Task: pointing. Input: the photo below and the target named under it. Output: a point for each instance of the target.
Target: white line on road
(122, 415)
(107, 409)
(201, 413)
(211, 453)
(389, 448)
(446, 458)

**Directions:** The records need to be set down again without a single difference.

**Solved problem:**
Task: pointing. Input: the photo below and the target named under it. Output: a point for each instance of the target.
Target: white line on road
(122, 415)
(107, 409)
(201, 413)
(211, 453)
(389, 448)
(446, 458)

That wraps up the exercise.